TESTO CITATO
......

È con “Free Gaza!”, urlato in coro a Modena da tanti giovani, sindacalizzati, liberi cittadini e militanti di associazioni sociali, che il corteo, sotto una pioggia incalzante, avanza lungo le vie che circondano il centro della città.
Un giorno non scelto a caso: quello dell’anniversario della nascita della Repubblica, fatto storico citato più volte anche negli interventi che lungo il percorso o a fine corteo, si sono susseguiti difronte al popolo mobilitato per la Palestina.
La mobilitazione regionale, indetta a Modena in difesa di Gaza e per il diritto dei palestinesi, non si è limitata a sfilare ma a riempire di contenuti politici chiari, le vie della città.
Vedi reportage fotografico di Mirca Garuti
Diversi interventi hanno ricordato le speranze di libertà, riposte nella neonata Repubblica, di un popolo in rivolta contro la dittatura fascista. Un desiderio, non solo per quei ragazzi, che non si è mai avverato e che ha trasformato sempre più questo paese, in una colonia controllata dallo Stato americano e soprattutto, il loro punto focale strategico-militare e nucleare in Europa.
Analisi, riflessioni e messaggi che abbiamo deciso di testimoniare in questo video/reportage.
QUESTO CORTEO NON NASCE DAL NULLA
Oltre alla mobilitazione di diverse realtà cittadine, raccolte sotto la sigla “Modena per la Palestina”, è dall’inizio del genocidio israeliano, che si è attivato ogni fine settimana in centro a Modena, un presidio permanente (1).
Qui un gruppo di militanti e volontari del diritto umano si mobilitano per rendere consapevoli i cittadini, in barba all’oscurantismo informativo attuato, su quello che accade.
Oltre a evidenziare il dolore inferto alla popolazione civile di Gaza, con esplicite fotografie distese sul selciato della via Emilia, vengono distribuiti ogni giorno anche 300 copie di un bollettino quotidianamente aggiornato dall’agenzia ANBAMED(2), su quanto sta accadendo non solo a quelle donne e bambini.
Un gruppo di lavoro che è cresciuto in questi mesi e che ha certamente contribuito, con la loro perseveranza, ad aumentare il numero dei cittadini che hanno deciso di partecipare ai sempre più crescenti cortei che, in questi ultimi mesi, si sono susseguiti in questa città.

......

RECORD DEL DATASET
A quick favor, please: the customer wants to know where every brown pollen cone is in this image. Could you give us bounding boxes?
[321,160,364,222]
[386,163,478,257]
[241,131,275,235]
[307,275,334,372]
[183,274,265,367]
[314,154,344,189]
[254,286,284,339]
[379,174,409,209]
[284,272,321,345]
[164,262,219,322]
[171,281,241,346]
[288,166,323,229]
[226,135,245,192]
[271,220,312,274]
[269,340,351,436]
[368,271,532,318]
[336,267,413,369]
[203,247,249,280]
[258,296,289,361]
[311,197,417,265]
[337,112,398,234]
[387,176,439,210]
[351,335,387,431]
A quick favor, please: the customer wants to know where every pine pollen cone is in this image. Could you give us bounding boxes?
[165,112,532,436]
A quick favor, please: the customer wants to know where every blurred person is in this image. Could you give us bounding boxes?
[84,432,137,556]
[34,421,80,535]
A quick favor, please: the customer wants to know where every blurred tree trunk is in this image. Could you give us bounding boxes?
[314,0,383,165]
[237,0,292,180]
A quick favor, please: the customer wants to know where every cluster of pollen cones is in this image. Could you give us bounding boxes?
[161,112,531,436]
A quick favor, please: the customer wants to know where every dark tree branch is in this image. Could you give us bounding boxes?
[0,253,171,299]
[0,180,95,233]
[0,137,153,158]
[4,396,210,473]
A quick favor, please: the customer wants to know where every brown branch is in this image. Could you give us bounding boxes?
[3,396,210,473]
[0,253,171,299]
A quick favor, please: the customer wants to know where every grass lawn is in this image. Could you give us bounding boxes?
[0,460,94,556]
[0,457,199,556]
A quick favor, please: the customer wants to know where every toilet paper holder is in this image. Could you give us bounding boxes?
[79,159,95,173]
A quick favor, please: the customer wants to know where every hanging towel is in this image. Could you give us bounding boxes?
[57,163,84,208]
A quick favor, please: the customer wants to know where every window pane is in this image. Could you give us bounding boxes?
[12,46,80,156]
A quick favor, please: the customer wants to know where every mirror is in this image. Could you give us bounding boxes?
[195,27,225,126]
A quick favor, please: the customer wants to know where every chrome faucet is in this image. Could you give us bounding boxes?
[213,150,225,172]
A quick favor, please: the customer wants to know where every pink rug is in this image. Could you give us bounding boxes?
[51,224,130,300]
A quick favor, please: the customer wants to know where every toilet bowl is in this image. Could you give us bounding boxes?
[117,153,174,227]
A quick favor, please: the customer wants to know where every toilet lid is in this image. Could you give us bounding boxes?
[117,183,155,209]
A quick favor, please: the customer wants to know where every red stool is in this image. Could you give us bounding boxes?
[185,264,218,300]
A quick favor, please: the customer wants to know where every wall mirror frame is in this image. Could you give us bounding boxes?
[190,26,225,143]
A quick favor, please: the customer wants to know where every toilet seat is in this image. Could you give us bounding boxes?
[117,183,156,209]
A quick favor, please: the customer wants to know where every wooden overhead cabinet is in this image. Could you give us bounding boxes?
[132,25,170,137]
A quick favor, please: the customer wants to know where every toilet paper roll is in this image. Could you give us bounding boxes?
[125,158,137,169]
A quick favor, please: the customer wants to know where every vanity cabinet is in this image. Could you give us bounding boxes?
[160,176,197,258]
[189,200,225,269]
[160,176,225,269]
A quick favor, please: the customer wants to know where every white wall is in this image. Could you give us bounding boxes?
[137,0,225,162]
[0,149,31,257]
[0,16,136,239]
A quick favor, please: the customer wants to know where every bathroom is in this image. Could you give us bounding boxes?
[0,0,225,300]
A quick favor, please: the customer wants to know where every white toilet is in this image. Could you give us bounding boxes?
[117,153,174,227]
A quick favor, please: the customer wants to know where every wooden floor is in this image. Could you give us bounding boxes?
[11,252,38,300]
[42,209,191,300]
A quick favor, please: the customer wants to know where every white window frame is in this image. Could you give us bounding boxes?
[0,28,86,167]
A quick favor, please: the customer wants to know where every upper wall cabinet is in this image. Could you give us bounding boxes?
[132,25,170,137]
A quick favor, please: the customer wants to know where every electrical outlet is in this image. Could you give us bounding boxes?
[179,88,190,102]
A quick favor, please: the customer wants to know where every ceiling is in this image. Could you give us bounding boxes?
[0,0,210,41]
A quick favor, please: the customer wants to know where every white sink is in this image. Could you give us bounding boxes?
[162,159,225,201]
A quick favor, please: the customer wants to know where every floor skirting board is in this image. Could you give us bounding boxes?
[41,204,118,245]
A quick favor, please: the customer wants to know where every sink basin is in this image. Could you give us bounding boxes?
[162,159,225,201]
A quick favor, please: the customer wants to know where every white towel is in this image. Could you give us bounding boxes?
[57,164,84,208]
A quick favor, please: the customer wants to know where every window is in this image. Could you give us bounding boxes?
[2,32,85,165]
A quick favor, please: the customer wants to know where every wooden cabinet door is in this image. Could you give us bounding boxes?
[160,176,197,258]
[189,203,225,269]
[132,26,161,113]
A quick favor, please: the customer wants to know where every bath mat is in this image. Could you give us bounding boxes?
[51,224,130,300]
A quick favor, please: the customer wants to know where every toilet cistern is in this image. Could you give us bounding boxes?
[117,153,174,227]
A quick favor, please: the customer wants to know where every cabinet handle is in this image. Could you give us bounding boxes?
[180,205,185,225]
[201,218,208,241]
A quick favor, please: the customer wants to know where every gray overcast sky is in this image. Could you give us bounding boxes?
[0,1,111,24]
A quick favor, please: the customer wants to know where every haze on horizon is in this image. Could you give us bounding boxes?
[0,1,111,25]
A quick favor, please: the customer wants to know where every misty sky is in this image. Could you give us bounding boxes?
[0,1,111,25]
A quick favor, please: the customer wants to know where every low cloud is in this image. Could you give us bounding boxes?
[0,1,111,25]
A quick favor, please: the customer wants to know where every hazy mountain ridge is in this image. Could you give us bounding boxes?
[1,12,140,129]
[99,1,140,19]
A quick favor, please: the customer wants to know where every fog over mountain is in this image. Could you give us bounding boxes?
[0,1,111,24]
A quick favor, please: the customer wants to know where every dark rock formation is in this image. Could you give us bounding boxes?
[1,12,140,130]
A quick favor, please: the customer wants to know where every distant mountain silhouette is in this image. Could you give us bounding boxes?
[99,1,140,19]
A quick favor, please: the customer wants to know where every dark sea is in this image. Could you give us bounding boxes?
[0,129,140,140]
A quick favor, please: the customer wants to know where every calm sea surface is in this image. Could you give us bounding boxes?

......

COMPITO RICHIESTO
Prosegua il resoconto sul corteo per Gaza a Modena, riprendendo subito dopo l'ultima frase riportata.

RISPOSTA SCRITTA
IL FILO CONDUTTORE DELLE MOBILITAZIONI
Molteplici le motivazioni che hanno condotto a questa mobilitazione. Tutte strettamente legate tra loro da un unico filo conduttore:
“Stop al genocidio in atto a Gaza, aiuto subito alla popolazione colpita e stop al regime di apartheid applicato al popolo palestinese e al dominio e continua espansione coloniale d’Israele in Palestina”.
Forte il messaggio urlato e rivolto al Governo Meloni ed occidentali perché:
“E’ fondamentale, se non si vuole essere complici, non assistere in silenzio all’ingiustizia perpetrata nei confronti del popolo palestinese, denunciare il genocidio in atto ed esprimere la nostra solidarietà al movimento di resistenza palestinese”.
Non sono mancati i riferimenti agli interessi economici che sono alla base del sostegno a questo genocidio coloniale a cui:
“Non intendiamo assistere passivamente. E’ fondamentale denunciare il business delle armi tra Italia ed Israele e dichiararsi contro l’accordo militare Italia-Israele e pretendere il recesso di tale accordo”.
Un azione di rivendicazione che non ha dimenticato il “dare sostegno alle mobilitazioni studentesche in atto oggi nel nostro paese e sostenere tutte le azioni promosse dal BDS”(3).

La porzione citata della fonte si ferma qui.